[Data entries]
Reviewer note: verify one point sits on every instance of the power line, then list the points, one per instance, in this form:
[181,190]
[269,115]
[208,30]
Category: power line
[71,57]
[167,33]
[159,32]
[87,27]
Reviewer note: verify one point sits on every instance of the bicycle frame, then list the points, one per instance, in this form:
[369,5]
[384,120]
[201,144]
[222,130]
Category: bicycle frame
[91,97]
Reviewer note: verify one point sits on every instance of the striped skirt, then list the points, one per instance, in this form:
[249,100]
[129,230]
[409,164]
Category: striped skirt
---
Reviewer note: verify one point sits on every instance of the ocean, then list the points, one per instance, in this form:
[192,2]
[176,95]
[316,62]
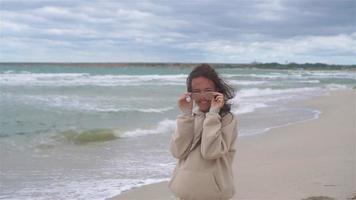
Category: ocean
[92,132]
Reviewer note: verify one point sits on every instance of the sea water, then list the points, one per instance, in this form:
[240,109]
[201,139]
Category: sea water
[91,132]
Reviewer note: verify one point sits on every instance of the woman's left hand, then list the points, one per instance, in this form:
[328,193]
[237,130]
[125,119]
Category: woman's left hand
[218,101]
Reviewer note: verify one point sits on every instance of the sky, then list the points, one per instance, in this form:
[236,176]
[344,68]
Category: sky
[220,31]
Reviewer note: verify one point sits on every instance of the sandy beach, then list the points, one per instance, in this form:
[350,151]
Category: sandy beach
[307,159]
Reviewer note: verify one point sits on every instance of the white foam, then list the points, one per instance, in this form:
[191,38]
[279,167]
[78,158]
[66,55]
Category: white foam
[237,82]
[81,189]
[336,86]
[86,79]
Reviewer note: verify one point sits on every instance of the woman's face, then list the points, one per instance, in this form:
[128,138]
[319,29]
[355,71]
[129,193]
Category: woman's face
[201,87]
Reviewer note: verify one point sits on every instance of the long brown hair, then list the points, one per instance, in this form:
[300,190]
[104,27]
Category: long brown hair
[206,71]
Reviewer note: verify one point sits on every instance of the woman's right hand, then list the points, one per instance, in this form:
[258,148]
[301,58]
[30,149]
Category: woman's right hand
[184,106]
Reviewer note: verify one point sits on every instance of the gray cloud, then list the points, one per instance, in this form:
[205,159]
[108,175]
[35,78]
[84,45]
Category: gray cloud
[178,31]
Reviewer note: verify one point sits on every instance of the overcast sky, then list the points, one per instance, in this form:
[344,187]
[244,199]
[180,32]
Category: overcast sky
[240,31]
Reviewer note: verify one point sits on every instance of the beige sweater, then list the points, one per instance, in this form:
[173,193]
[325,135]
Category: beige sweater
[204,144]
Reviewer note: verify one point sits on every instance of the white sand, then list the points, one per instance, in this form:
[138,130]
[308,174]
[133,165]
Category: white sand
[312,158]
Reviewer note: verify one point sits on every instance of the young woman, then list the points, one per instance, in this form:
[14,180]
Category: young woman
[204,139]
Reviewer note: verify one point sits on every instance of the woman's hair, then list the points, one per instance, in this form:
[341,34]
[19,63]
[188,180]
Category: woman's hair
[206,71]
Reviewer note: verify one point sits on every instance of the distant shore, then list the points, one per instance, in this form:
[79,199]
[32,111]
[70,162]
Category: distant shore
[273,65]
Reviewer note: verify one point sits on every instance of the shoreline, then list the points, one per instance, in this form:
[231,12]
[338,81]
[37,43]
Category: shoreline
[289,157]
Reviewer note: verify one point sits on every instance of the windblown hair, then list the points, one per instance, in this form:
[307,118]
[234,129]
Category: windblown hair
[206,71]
==
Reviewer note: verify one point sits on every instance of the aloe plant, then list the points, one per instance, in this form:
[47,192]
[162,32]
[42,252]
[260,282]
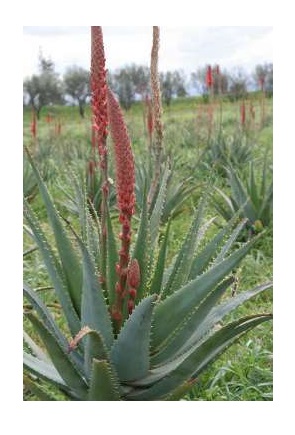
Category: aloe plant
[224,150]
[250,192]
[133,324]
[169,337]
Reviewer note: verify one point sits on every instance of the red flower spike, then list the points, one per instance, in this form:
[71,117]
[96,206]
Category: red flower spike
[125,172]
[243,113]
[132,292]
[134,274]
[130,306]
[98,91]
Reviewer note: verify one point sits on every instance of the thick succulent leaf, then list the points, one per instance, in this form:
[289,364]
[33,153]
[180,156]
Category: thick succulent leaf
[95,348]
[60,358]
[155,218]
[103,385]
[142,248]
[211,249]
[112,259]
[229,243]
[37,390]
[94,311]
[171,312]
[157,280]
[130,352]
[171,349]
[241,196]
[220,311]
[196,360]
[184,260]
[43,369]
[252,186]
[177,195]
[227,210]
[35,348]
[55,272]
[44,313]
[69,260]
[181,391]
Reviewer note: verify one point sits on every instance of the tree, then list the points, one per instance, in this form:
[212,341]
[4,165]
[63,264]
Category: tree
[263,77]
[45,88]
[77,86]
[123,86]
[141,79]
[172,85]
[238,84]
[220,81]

→ Exercise description
Output the lines of the listing from the one containing "of the power" through the one containing "Category: striped skirt", both included, as a JSON list of strings with one string per line. Leave out blank lines.

→ Correct response
[
  "Reviewer note: verify one point sits on every instance of the power line, then list the points, one per instance, in this form:",
  "[181,190]",
  "[269,115]",
  "[208,30]",
  "Category: power line",
  "[71,57]",
  "[167,33]",
  "[159,32]",
  "[87,27]",
  "Reviewer note: verify one point sits on every instance of the bicycle frame, then list the points, one per instance, in this form:",
  "[369,5]",
  "[384,120]",
  "[201,144]",
  "[222,130]",
  "Category: bicycle frame",
  "[91,97]",
  "Reviewer note: verify one point sits on every instance of the striped skirt, then list the points, one per instance, in this form:",
  "[249,100]",
  "[129,230]",
  "[409,164]",
  "Category: striped skirt"
]